Repeat word for word everything from the line containing "ups shield logo" down to the end of the entries below.

- - -

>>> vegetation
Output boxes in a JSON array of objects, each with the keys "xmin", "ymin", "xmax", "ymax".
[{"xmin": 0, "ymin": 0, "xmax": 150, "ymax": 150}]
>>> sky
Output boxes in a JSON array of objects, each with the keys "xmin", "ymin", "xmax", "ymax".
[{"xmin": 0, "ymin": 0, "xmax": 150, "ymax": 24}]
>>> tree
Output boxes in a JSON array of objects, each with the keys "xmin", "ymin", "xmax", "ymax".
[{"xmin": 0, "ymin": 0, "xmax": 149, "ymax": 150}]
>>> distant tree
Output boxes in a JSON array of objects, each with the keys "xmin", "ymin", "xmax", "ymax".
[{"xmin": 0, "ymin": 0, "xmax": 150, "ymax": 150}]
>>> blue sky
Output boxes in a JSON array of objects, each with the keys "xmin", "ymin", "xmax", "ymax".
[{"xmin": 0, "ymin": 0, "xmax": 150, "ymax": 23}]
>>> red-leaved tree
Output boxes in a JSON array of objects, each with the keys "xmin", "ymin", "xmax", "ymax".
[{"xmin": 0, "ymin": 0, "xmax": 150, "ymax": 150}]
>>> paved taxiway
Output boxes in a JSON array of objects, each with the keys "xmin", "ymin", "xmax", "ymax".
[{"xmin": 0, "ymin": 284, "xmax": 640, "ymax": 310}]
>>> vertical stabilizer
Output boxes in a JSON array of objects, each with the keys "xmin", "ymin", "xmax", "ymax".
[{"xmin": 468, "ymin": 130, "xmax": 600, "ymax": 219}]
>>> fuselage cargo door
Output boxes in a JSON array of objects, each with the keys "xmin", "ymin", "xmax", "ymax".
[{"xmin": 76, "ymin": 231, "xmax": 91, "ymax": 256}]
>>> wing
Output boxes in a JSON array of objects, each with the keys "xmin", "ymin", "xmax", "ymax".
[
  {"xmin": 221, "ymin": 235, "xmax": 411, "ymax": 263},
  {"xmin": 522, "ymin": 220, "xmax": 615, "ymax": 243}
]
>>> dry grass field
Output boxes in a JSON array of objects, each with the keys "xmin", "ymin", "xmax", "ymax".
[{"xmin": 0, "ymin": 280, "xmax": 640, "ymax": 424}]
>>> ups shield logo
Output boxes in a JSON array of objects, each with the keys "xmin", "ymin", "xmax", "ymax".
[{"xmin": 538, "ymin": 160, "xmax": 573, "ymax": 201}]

- - -

== RESULT OF THIS TASK ==
>>> ups shield logo
Output boxes in a JSON array of objects, each with the keys "xmin", "ymin", "xmax", "ymax".
[{"xmin": 538, "ymin": 160, "xmax": 573, "ymax": 201}]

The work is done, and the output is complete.